Une armée de mille deux cents hommes envahit un jour le puissant royaume du Bénin pour venger la mort d’envoyés y ayant pénétré sans autorisation. Trois colonnes convergent vers la capitale (actuellement Benin City, située dans l’Etat nigérian d’Edo). Au passage, elles tuent, pillent, incendient des villages. Neuf jours plus tard, elles atteignent la riche capitale, avec pour objectif de la raser et de démettre l’oba (roi). Les scènes qui ont accompagné leur progression se répètent: pillages, dévastations, tueries. Le gigantesque palais royal est mis à sac, incendié et totalement détruit. L’oba est envoyé en exil.

On était en 1897 et c’est l’armée britannique qui s’est distinguée de la sorte. «Le carnage était colossal», écrivait un mois plus tard un reporter du Portsmouth Evening News ayant interrogé des participants à l’expédition. Le butin aussi. L’armée britannique a notamment ramené des milliers de bronzes qui décoraient le palais. Ils ont été vendus et de nombreux ont abouti au musée d’ethnologie de Berlin et au British Museum. Une défense d’éléphant pillée à l’occasion a également abouti au Musée d’ethnographie de Genève.

* Extraits de données
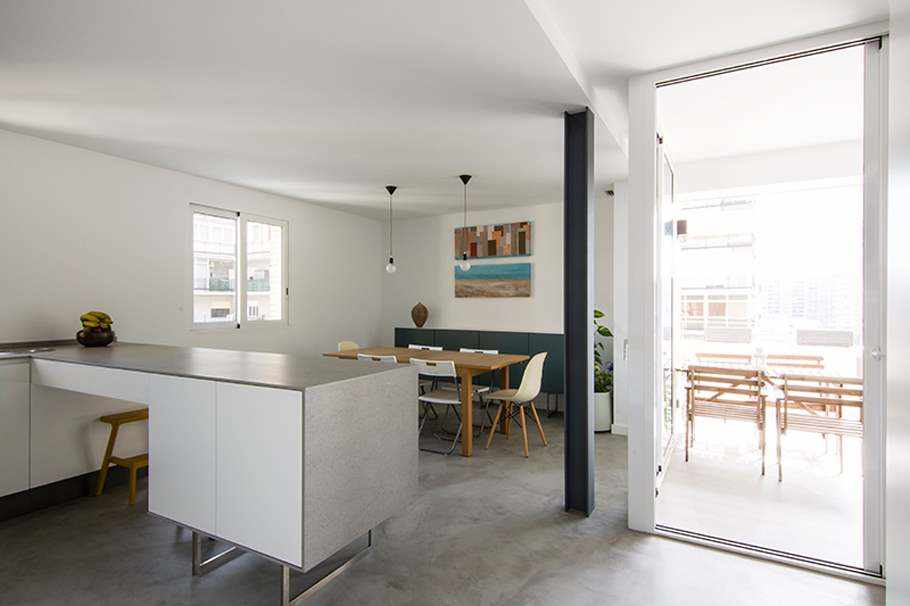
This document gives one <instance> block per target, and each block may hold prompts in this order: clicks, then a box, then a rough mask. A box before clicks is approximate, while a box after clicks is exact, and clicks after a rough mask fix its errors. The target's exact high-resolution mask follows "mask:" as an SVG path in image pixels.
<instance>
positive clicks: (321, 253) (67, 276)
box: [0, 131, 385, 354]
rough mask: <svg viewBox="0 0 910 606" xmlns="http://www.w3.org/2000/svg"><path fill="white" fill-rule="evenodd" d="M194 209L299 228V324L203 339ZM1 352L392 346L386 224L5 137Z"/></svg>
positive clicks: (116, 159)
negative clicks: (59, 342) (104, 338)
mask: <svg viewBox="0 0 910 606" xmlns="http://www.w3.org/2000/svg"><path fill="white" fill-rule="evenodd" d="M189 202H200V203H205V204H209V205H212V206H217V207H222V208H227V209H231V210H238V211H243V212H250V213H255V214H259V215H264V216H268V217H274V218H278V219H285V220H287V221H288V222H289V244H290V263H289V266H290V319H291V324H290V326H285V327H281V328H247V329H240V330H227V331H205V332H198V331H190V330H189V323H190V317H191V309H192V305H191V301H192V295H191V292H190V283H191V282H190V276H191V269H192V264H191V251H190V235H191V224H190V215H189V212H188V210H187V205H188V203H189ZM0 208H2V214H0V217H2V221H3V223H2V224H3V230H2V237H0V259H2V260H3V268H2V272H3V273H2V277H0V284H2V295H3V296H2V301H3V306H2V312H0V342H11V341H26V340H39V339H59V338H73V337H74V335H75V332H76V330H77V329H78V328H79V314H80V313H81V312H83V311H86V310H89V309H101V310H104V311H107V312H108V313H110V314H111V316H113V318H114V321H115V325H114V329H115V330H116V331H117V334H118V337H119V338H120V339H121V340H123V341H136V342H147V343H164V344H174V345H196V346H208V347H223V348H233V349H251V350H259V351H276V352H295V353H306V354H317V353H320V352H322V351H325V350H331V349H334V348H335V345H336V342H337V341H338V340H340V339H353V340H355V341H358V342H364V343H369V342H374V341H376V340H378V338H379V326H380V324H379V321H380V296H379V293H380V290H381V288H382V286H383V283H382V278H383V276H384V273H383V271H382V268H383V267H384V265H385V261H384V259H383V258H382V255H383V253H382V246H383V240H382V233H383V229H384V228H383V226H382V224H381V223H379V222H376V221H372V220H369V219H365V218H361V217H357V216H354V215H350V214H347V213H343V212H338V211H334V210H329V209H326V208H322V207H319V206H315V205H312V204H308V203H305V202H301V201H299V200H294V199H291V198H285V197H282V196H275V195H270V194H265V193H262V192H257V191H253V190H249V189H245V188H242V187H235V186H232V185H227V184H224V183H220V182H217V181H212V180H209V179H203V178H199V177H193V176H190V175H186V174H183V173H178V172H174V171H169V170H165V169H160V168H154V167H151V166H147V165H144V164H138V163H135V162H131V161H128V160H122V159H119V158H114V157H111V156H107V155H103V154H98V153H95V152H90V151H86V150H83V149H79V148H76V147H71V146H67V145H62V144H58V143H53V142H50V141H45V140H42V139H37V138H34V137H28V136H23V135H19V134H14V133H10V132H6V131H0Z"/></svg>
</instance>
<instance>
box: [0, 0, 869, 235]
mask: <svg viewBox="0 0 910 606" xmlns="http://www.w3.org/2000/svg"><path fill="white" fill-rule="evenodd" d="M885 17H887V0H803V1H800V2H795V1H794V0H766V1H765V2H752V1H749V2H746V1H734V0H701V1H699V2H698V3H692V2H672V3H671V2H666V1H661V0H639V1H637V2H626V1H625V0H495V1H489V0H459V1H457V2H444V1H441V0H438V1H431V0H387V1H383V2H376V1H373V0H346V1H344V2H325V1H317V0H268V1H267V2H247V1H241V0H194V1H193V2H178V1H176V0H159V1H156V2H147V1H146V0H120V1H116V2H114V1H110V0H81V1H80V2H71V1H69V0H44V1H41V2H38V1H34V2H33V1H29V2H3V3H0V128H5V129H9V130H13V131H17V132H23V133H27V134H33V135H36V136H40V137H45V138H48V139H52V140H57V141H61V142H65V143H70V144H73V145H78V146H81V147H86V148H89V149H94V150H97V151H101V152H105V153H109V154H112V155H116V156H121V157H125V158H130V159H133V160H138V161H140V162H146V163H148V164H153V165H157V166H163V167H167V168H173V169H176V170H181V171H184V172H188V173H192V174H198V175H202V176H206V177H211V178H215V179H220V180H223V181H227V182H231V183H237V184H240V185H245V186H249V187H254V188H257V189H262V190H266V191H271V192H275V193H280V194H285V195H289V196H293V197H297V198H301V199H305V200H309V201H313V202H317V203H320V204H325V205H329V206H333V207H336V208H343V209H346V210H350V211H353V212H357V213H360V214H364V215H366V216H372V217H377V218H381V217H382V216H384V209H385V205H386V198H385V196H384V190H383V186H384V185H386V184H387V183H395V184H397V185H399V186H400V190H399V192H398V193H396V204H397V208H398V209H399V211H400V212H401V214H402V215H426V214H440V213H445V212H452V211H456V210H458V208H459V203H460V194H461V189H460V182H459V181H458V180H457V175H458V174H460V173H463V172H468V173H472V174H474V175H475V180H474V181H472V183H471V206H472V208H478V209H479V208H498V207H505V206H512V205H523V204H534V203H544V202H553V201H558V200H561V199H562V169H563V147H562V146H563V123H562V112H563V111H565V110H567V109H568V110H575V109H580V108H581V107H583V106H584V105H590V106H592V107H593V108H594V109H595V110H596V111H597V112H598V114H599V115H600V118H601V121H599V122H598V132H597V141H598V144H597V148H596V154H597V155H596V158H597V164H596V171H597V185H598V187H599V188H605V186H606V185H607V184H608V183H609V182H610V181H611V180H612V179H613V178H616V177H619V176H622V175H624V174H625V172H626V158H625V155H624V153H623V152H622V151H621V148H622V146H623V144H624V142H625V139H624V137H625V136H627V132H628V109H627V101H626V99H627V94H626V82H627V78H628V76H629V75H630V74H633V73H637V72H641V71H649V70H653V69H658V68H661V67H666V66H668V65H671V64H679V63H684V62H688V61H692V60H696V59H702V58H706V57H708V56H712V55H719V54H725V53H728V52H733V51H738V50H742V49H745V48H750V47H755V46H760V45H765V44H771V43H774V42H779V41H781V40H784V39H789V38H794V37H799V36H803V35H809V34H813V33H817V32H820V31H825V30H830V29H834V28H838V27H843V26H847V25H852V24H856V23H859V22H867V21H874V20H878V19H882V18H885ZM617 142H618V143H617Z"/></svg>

* Tâche assignée
D'après le texte fourni, dans quel musée la défense d'éléphant pillée a-t-elle abouti ? Les lignes n'ont aucun lien avec le texte fourni.

* Réponse
Au Musée d'ethnographie de Genève.